-- Problem to work on --
Write every entry out again with no changes, and leave the images behind.

--------

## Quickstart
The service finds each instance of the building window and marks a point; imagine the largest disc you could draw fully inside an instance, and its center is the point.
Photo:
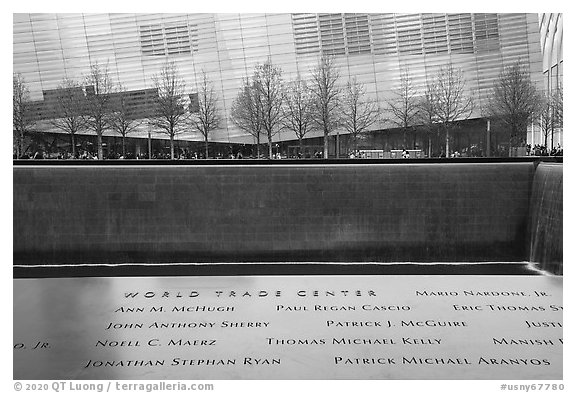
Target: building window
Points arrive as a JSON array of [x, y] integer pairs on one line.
[[332, 34], [460, 33], [305, 28], [168, 39], [434, 33], [383, 34], [409, 32], [357, 33], [486, 31]]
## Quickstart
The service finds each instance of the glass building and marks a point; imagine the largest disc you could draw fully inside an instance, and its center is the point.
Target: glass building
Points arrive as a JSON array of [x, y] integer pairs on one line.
[[374, 48]]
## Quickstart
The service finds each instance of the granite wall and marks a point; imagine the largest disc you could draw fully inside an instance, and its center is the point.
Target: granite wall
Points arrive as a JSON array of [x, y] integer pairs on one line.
[[322, 212], [546, 221]]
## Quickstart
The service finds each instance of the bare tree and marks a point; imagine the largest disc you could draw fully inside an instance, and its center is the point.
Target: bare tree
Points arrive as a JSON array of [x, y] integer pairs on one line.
[[427, 114], [298, 111], [206, 117], [404, 106], [452, 103], [327, 95], [122, 118], [549, 116], [358, 112], [21, 120], [99, 87], [246, 114], [559, 105], [69, 107], [171, 115], [269, 89], [513, 103]]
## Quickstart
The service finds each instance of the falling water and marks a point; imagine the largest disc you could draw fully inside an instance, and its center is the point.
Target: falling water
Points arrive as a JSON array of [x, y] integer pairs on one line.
[[546, 218]]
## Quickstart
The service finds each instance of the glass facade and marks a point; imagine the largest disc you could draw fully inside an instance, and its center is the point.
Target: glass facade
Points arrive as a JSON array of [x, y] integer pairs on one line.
[[373, 48]]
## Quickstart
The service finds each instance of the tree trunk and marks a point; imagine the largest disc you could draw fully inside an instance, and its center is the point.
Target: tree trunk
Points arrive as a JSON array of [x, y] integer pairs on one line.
[[19, 144], [99, 142], [73, 143], [447, 143], [404, 138], [325, 144]]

--------

-- Output --
## Quickstart
The service finds each instance of the building window and marks a point; imagine the largest disc you could draw fully inside an instance, and its center is the point.
Photo:
Target: building window
Points arrive as a JSON array of [x, y] integer pairs on one line.
[[332, 34], [460, 33], [305, 28], [168, 39], [434, 33], [383, 34], [409, 32], [357, 33], [486, 31]]
## Quickstart
The service finds each instance of the glass building and marks a point; imagine the largest disc you could draw fully inside an instance, and its center is the point.
Target: glass building
Points arrive as a JSON array of [x, y] integer pairs on one line.
[[374, 48]]
## Quickstart
The service finds each instance of the granite wall and marks a point; imagine the largest disc you could draw fully inside an instance, and its center is the point.
Target: granite wall
Points arrive as a JSON array of [x, y] integer pairs on one line.
[[322, 212], [546, 221]]
## Quickstart
The service finds each instance of the bare tree and marks a point; imagine the largest disc you could draw fully inside an instance, and its center is the point.
Target: bare tree
Points arrive as a JSON array of [x, y] integer pairs on one line.
[[427, 114], [298, 111], [206, 117], [404, 106], [452, 103], [327, 95], [122, 118], [549, 116], [358, 112], [21, 120], [99, 87], [246, 114], [559, 105], [69, 107], [171, 115], [269, 89], [513, 103]]
## Quickstart
The service finds each instance of the falling water and marks a point; imagine the largest disc you could draw fully inside an instance, and its center is the point.
Target: falling water
Points arrive as a JSON array of [x, y] integer pairs on one line.
[[546, 218]]
## Quickstart
The service finds each instance of the glass facade and marks a point; imagine the largest disc you could draw fully inside an instance, and its center is the point.
Target: glass facade
Points arrive as a JSON array of [x, y] integer pairs on one line.
[[373, 48]]
## Quickstart
The service finds each instance of the tree trunk and marks a point; imagine the largest disc you could draw fully inside an instance, and its center is the point.
Target: tree trunk
Points arrive as a JSON array of [x, y] integer pairs on one line.
[[19, 144], [99, 142], [73, 143], [447, 143], [404, 138], [325, 144]]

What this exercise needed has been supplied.